-- BRIEF --
Count the lines in the records that contain the string "jersey", treating uppercase and lowercase as different. Give only the number.

-- EXTRACTED RECORDS --
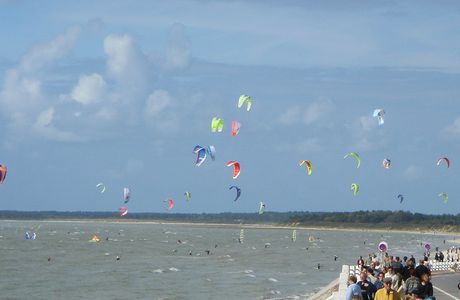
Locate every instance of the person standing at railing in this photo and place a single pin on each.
(387, 293)
(353, 290)
(367, 288)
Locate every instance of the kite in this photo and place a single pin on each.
(102, 186)
(126, 195)
(211, 150)
(445, 197)
(383, 246)
(170, 204)
(261, 208)
(243, 99)
(29, 236)
(356, 156)
(95, 238)
(217, 124)
(200, 155)
(443, 159)
(386, 163)
(236, 168)
(123, 211)
(308, 164)
(354, 188)
(235, 128)
(2, 173)
(238, 191)
(379, 113)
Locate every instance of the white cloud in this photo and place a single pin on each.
(367, 123)
(125, 61)
(90, 89)
(178, 53)
(45, 118)
(106, 114)
(44, 54)
(452, 131)
(134, 165)
(308, 115)
(317, 110)
(412, 172)
(309, 145)
(290, 116)
(43, 127)
(22, 98)
(157, 102)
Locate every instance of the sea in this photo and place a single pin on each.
(182, 261)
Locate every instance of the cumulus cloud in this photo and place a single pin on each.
(178, 53)
(22, 98)
(90, 89)
(290, 116)
(125, 61)
(157, 102)
(309, 145)
(452, 131)
(43, 127)
(308, 115)
(367, 123)
(44, 54)
(412, 172)
(317, 110)
(134, 165)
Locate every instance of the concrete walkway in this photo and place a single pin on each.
(445, 286)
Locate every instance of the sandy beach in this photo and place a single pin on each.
(250, 226)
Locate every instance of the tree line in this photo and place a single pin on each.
(377, 218)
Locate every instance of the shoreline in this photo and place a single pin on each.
(243, 225)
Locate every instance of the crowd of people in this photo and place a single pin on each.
(391, 278)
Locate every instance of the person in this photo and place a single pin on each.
(387, 293)
(422, 269)
(426, 287)
(360, 262)
(353, 290)
(412, 282)
(396, 265)
(370, 275)
(367, 288)
(379, 282)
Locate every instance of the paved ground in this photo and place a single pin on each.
(446, 286)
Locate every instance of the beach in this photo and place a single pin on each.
(154, 262)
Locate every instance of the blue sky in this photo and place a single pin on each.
(120, 93)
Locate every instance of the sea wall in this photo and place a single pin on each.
(337, 289)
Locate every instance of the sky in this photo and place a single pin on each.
(121, 92)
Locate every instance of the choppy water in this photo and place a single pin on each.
(153, 265)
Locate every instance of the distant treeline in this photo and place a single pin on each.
(369, 219)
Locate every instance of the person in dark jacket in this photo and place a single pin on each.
(367, 288)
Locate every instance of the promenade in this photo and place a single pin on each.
(445, 283)
(445, 286)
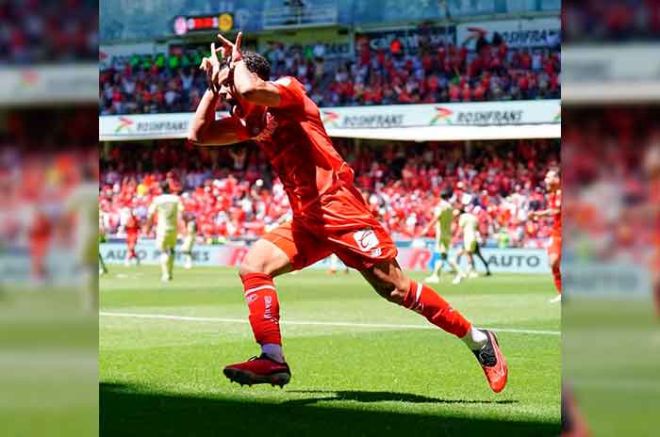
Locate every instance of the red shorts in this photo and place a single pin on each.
(360, 248)
(554, 248)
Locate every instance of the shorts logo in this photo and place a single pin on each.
(366, 240)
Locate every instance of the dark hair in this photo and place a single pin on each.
(257, 64)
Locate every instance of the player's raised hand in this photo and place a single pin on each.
(232, 48)
(211, 66)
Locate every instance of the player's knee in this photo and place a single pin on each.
(248, 266)
(394, 290)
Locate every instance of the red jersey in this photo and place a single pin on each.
(317, 180)
(554, 202)
(132, 227)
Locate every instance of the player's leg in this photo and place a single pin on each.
(459, 272)
(186, 251)
(472, 264)
(438, 260)
(391, 283)
(483, 260)
(164, 245)
(278, 252)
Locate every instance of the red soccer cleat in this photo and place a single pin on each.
(493, 362)
(259, 370)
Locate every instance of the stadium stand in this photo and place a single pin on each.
(438, 73)
(229, 194)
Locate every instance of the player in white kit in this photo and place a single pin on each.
(189, 242)
(443, 217)
(168, 210)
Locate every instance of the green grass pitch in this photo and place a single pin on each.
(360, 365)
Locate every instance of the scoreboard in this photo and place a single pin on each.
(223, 22)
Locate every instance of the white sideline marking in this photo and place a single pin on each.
(310, 323)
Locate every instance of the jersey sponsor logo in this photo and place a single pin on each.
(366, 240)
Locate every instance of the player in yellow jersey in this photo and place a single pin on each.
(468, 224)
(443, 218)
(168, 210)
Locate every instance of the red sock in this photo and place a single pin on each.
(264, 307)
(556, 274)
(424, 300)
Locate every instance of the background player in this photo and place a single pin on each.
(553, 186)
(82, 209)
(443, 218)
(189, 242)
(329, 213)
(468, 223)
(167, 208)
(132, 232)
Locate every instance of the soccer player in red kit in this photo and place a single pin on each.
(553, 185)
(132, 232)
(329, 213)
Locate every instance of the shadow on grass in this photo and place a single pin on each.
(127, 410)
(384, 396)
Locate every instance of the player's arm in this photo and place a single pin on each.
(151, 213)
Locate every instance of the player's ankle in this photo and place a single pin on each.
(475, 339)
(273, 351)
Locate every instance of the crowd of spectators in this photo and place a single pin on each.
(37, 31)
(46, 156)
(230, 192)
(618, 20)
(434, 73)
(613, 183)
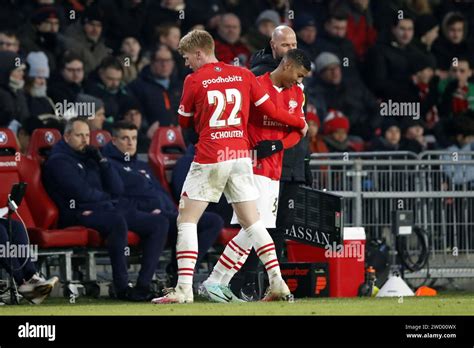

-- RESULT --
3